> _Short task_:
Print the complete set of entries exactly.

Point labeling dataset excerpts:
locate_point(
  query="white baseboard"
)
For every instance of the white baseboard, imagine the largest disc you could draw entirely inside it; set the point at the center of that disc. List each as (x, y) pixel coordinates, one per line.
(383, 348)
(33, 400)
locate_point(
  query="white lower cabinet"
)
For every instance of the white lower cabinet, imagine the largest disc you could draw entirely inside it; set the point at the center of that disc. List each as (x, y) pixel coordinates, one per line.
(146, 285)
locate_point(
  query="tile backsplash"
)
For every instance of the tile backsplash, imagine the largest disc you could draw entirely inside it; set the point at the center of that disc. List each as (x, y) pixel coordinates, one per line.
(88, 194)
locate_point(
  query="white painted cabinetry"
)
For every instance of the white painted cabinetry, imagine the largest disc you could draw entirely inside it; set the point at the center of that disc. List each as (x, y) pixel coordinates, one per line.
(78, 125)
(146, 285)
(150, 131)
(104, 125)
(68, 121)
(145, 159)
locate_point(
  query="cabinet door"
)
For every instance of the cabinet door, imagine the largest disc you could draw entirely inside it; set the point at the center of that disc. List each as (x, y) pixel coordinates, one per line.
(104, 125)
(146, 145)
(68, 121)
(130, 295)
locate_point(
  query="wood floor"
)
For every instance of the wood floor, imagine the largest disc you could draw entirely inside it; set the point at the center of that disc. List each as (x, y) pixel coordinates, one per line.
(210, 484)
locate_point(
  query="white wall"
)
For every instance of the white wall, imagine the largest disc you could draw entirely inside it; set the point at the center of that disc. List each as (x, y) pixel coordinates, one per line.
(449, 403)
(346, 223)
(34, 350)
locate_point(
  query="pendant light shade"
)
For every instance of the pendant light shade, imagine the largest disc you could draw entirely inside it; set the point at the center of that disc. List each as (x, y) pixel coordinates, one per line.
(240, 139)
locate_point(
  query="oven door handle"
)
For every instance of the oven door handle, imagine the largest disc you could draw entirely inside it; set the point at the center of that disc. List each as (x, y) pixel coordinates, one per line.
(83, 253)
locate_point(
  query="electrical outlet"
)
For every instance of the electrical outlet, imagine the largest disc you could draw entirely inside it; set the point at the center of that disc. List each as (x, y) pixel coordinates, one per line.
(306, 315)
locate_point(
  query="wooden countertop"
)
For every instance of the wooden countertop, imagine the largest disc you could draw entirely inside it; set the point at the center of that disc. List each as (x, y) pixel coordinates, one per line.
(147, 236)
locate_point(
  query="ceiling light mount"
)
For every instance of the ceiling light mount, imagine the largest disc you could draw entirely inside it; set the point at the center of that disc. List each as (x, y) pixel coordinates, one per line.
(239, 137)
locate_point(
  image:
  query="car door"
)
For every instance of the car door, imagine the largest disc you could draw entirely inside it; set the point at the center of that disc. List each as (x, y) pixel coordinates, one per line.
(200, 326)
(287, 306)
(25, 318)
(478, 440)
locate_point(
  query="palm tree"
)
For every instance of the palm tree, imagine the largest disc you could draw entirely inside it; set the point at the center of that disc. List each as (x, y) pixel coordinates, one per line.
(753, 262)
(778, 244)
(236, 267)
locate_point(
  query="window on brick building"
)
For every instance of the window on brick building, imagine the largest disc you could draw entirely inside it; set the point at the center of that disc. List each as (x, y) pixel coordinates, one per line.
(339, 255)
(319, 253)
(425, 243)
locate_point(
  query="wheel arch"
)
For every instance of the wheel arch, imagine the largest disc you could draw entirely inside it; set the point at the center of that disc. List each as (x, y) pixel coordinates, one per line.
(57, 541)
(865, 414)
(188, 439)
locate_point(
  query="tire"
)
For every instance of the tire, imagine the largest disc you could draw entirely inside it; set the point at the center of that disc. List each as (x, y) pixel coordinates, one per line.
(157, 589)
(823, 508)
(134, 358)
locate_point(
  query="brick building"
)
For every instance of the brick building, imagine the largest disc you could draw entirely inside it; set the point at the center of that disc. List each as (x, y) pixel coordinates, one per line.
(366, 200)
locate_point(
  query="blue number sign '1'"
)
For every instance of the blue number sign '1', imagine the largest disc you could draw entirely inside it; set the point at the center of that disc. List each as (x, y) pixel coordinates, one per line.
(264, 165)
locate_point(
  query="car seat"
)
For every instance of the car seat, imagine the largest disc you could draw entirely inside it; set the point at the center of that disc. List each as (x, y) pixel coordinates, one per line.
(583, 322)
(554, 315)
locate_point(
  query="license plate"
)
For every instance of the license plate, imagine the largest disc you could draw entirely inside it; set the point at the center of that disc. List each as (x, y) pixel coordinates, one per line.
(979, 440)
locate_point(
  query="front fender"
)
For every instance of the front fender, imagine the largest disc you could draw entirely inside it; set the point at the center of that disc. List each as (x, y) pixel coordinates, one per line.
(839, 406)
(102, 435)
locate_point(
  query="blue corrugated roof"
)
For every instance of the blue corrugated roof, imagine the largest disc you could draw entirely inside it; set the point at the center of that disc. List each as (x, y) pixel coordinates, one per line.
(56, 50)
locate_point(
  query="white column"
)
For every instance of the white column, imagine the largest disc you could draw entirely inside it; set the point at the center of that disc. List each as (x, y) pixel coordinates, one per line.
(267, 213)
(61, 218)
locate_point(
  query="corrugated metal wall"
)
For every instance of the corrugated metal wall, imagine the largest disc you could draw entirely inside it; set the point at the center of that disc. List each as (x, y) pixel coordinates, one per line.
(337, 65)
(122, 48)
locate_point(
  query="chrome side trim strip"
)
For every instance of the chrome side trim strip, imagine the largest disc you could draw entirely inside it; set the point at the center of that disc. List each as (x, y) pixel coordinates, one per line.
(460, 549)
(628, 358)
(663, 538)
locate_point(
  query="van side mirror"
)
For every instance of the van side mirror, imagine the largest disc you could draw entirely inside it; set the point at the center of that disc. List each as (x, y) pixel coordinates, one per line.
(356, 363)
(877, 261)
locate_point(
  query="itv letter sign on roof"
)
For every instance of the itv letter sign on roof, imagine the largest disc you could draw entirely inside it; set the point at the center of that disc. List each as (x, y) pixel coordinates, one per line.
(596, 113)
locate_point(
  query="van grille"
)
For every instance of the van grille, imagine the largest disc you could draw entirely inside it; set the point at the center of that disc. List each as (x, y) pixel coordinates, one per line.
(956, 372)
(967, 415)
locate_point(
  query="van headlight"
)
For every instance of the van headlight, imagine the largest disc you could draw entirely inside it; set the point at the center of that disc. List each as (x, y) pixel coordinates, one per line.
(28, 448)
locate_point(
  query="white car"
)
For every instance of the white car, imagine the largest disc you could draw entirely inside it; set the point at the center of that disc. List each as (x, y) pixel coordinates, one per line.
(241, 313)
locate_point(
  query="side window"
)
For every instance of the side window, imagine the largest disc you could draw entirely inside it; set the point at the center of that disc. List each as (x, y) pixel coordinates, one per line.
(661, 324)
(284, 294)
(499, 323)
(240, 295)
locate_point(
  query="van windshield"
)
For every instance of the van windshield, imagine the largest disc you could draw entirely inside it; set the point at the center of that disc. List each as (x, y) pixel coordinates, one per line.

> _Answer to this exercise_:
locate_point(
  query="white baseboard"
)
For every instance of the white baseboard, imagine the largest disc you could draw entirely inside it; set the point at the center of that disc. List each as (x, y) pixel coordinates, one per line.
(383, 348)
(33, 400)
locate_point(
  query="white lower cabinet"
)
For every instance of the white lower cabinet, imagine the largest disc you could draw entirely inside it; set the point at the center of that disc. List each as (x, y) pixel coordinates, one per line.
(146, 285)
locate_point(
  query="tile backsplash"
)
For every instance of the tile backsplash, imagine the largest disc you could draw entirely inside it; set the point at the center of that disc. List each as (x, y) pixel coordinates, one per line.
(88, 194)
locate_point(
  query="white painted cabinetry"
)
For every instance of the white painted cabinetry, imagine the largest disc you could draw entirely inside it; set the point at the center of that disc. List each as (x, y) pixel coordinates, one per line.
(78, 125)
(146, 285)
(150, 131)
(104, 125)
(68, 121)
(145, 159)
locate_point(
  query="cabinet door"
)
For every instance of the cabinet door, imagine the largest disc you could draw entirely inside it; set the point at the center of that disc. List each as (x, y) pixel coordinates, one per line.
(104, 125)
(146, 145)
(68, 121)
(130, 295)
locate_point(
  query="wood floor"
)
For every instance of the wood floor, imagine the largest disc you could draw entirely inside it; set the point at the center of that disc. List each as (x, y) pixel coordinates, one per line.
(210, 484)
locate_point(
  query="white wall"
)
For every instance of the white wall, imagine the largest disc you could draw entirely inside it; set the point at the center of that disc. List each as (x, y) pixel coordinates, one per line.
(449, 403)
(346, 223)
(34, 350)
locate_point(
  query="pendant light shade"
)
For every instance of the pendant light shade, imagine the largest disc you could draw entirely inside it; set the point at the center of that disc. List each as (x, y) pixel coordinates, one per line.
(240, 139)
locate_point(
  query="oven door handle"
)
For every instance of the oven door handle, imagine the largest disc you could draw entirely inside it; set the point at the center of that disc. List each as (x, y) pixel coordinates, one per line.
(83, 253)
locate_point(
  query="electrical outlet"
)
For every instance of the electrical outlet, imagine the largest disc you could draw entirely inside it; set the point at the center of that disc. List each as (x, y) pixel coordinates, one per line.
(306, 315)
locate_point(
  query="wooden countertop"
)
For every instance of the wooden countertop, imagine the largest disc you could draw entirely inside it; set the point at the center of that disc. List each as (x, y) pixel coordinates, one per line.
(147, 236)
locate_point(
  query="ceiling light mount"
)
For every instance of the ceiling light mount, imagine the largest disc you could draw entirely inside it; set the point at the center of that disc. List each as (x, y) pixel coordinates, one per line.
(239, 137)
locate_point(
  image:
  query="car door"
)
For every instance of the car door, imagine the largest disc you could draw entirely inside it; set the point at the center of that disc. List each as (x, y) pixel coordinates, one per line.
(200, 326)
(287, 306)
(25, 318)
(478, 440)
locate_point(
  query="palm tree"
)
For every instance of the palm tree, imagine the largest disc you could draw entirely inside it; set the point at the center of that disc. List each as (x, y) pixel coordinates, one per line.
(753, 262)
(778, 244)
(236, 267)
locate_point(
  query="window on brick building"
)
For every instance of the window on brick building, imagine the largest disc you could draw entirely inside it; set the point at the center of that disc. List each as (x, y) pixel coordinates, one per line.
(339, 255)
(319, 253)
(425, 243)
locate_point(
  query="wheel arch"
)
For every instance of the wheel arch, imagine the largest disc you could draw entirely inside it; set the point at the center of that disc. List each as (x, y) pixel coordinates, one per line.
(57, 541)
(865, 414)
(188, 439)
locate_point(
  query="tire"
)
For every instance of the tire, imagine the largest disc you could draw entirely inside it; set the point at the center of that disc. List each as (x, y) pixel coordinates, one per line.
(157, 589)
(823, 508)
(134, 358)
locate_point(
  query="brick building"
)
For every instance of the brick building, imagine the largest disc you could draw entirely inside it; set the point at the center of that disc. List each as (x, y) pixel coordinates, one per line.
(366, 200)
locate_point(
  query="blue number sign '1'"
)
For every instance of the blue number sign '1', imagine the largest disc you could draw entirely inside it; set the point at the center of that disc. List each as (x, y) pixel coordinates, one per line.
(264, 165)
locate_point(
  query="car seat"
)
For every instance of the car seat, imagine the largest disc you could draw entirely inside it; set the point at the center of that disc. List each as (x, y) pixel coordinates, one per line.
(583, 322)
(554, 315)
locate_point(
  query="license plate"
)
For every instance of the license plate, imagine the largest disc you could draw entirely inside it; set the point at the center of that disc. List each as (x, y) pixel coordinates, one per line.
(979, 440)
locate_point(
  query="front fender"
)
For every instance of the front fender, imagine the largest disc you could draw entirely inside it; set the point at the center of that disc. List each as (x, y) pixel coordinates, one per line.
(839, 406)
(102, 435)
locate_point(
  query="blue corrugated roof"
)
For every instance of the blue corrugated roof, imagine the largest disc you could draw entirely inside it; set the point at the center of that disc. List each as (x, y) pixel coordinates, one per line.
(56, 50)
locate_point(
  query="white column"
)
For every instance of the white column, imagine the largest disc you could draw entirely inside it; set the point at the center of that disc. List each as (x, y) pixel coordinates, one per line.
(267, 213)
(61, 218)
locate_point(
  query="corrugated metal wall"
)
For every instance of the corrugated metal wall, imagine the largest disc you could draw entirely inside it; set the point at the center of that disc. List each as (x, y) pixel coordinates, one per line.
(337, 65)
(122, 48)
locate_point(
  query="chrome side trim strip"
)
For every instance of the chrome side trim strip, imagine the largest disc you could draw entirely inside it; set the point at the center of that disc. List each as (x, y) pixel coordinates, one per line.
(460, 549)
(628, 358)
(663, 538)
locate_point(
  query="van side mirror"
)
For every instance of the van side mirror, imagine the largest disc you could draw entirely inside it; set the point at the center of that disc. List each as (x, y) pixel coordinates, one per line.
(356, 363)
(877, 261)
locate_point(
  query="itv letter sign on roof"
)
For every instance of the itv letter sign on roof, imagine the largest disc you could draw entirely inside it; set the point at the center of that disc. List each as (x, y) pixel coordinates, one per line.
(596, 113)
locate_point(
  query="van grille"
)
For every instance of the van grille, imagine the largest disc you could draw entirely inside it; set the point at the center of that disc. List each as (x, y) pixel coordinates, one per line.
(956, 372)
(967, 415)
locate_point(
  query="van headlight"
)
For every instance of the van headlight, imagine the largest disc you could draw entirely inside it; set the point at the center of that disc. List each as (x, y) pixel coordinates, one per line.
(28, 448)
locate_point(
  query="white car"
)
For every instance of the white car, imagine the largest disc you could draw entirely inside it; set the point at the center of that disc. List each as (x, y) pixel coordinates, one per line.
(241, 313)
locate_point(
  query="side window"
)
For every instance of the side window, imagine the largest disc you could draw entirely inside it; set the point at the center of that disc. List each as (x, y) pixel coordinates, one per line.
(661, 324)
(284, 294)
(499, 323)
(240, 295)
locate_point(
  query="van windshield"
)
For every instance of the van windshield, imagine the largest disc you could draw entirely inside it; set the point at the center of that disc. List each as (x, y) pixel coordinates, one per line.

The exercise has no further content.